▶ RECORD EXCERPTS
-*-

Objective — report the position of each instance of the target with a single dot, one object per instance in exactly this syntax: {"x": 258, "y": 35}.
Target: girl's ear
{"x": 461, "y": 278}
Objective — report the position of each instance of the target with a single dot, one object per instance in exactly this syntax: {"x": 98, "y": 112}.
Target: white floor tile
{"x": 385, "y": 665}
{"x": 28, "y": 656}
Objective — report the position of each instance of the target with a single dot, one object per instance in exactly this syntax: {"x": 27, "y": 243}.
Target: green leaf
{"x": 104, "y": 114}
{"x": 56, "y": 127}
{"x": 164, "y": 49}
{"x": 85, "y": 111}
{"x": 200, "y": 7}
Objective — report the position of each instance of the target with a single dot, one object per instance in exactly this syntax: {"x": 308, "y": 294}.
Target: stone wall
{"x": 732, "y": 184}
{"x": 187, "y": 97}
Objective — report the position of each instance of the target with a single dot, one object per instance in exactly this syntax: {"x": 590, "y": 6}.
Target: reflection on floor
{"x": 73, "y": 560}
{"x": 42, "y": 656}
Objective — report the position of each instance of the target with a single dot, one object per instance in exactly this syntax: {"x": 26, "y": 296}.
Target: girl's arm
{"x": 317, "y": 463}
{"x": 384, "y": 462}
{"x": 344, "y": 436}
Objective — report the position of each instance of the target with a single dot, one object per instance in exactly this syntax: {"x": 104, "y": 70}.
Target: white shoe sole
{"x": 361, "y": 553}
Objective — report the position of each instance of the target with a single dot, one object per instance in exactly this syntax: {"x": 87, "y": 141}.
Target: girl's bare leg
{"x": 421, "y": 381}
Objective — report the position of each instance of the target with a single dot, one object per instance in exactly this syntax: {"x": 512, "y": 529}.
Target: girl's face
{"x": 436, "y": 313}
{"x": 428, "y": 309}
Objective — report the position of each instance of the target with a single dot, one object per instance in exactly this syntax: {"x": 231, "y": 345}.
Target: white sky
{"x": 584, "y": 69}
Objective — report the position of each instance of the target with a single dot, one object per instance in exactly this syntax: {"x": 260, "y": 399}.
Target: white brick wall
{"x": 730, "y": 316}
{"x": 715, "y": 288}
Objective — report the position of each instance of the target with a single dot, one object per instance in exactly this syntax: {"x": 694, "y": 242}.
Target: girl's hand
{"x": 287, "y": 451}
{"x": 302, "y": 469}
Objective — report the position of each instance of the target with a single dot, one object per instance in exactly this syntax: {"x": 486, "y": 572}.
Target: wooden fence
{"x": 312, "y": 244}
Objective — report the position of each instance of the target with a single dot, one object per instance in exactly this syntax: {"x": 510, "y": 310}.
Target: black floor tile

-*-

▶ REQUIRED TASK
Output every line above without altering anything.

▶ TASK RESULT
Objective — report the position of each instance of the target with a single dot, one object per instance in exactly this syntax: {"x": 258, "y": 35}.
Target: girl's ear
{"x": 461, "y": 278}
Objective — report the position of each instance of the target with a single dot, one object per instance in exactly this syntax: {"x": 98, "y": 112}.
Target: white floor tile
{"x": 385, "y": 665}
{"x": 28, "y": 656}
Objective — report the position of each instance of the target with a single dot, one object per instance in exactly this syntax: {"x": 27, "y": 243}.
Target: green leaf
{"x": 104, "y": 114}
{"x": 56, "y": 127}
{"x": 164, "y": 49}
{"x": 85, "y": 111}
{"x": 200, "y": 7}
Objective — report the position of each instance of the target with a single dot, one object per instance in exactly this syntax: {"x": 308, "y": 294}.
Target: stone wall
{"x": 732, "y": 184}
{"x": 187, "y": 97}
Objective — report the position of each instance of the target with a single dot, one object per instance in exactly this syntax: {"x": 590, "y": 6}.
Target: reflection on floor
{"x": 73, "y": 560}
{"x": 42, "y": 656}
Objective — report the position of each instance of the target with a single dot, one object per instance in exactly this syntax: {"x": 26, "y": 296}.
Target: girl's arm
{"x": 317, "y": 463}
{"x": 384, "y": 462}
{"x": 344, "y": 436}
Objective — report the position of each instance of the target with a single dot, one object per instance in exactly this syntax: {"x": 104, "y": 70}.
Target: white shoe sole
{"x": 361, "y": 553}
Objective — report the position of each instance of the target with a single dot, one object per instance in exactly this syntax: {"x": 87, "y": 141}.
Target: girl's bare leg
{"x": 421, "y": 381}
Objective — report the position of each instance of the target with a single dot, one object per instance in exactly this syntax: {"x": 512, "y": 529}.
Target: girl's face
{"x": 436, "y": 313}
{"x": 428, "y": 309}
Objective — report the position of each instance of the target with a single dot, one object per instance in exactly this syntax: {"x": 231, "y": 345}.
Target: white sky
{"x": 584, "y": 69}
Objective — report the position of each instance of the target with a single dot, one object per instance in exactly this syntax: {"x": 260, "y": 399}.
Target: white brick wall
{"x": 730, "y": 316}
{"x": 715, "y": 288}
Objective — report the position of each instance of the target with a single dot, one object per instance in exactly this syntax: {"x": 694, "y": 242}.
Target: girl's hand
{"x": 287, "y": 451}
{"x": 302, "y": 469}
Objective — report the position of each instance of the target with a single dot, one object per instance in exactly this syntax: {"x": 486, "y": 572}.
Target: wooden fence
{"x": 312, "y": 244}
Objective — report the position of each instance of the target with a single dot, one object per instance in exactly this syntax: {"x": 510, "y": 310}.
Target: black floor tile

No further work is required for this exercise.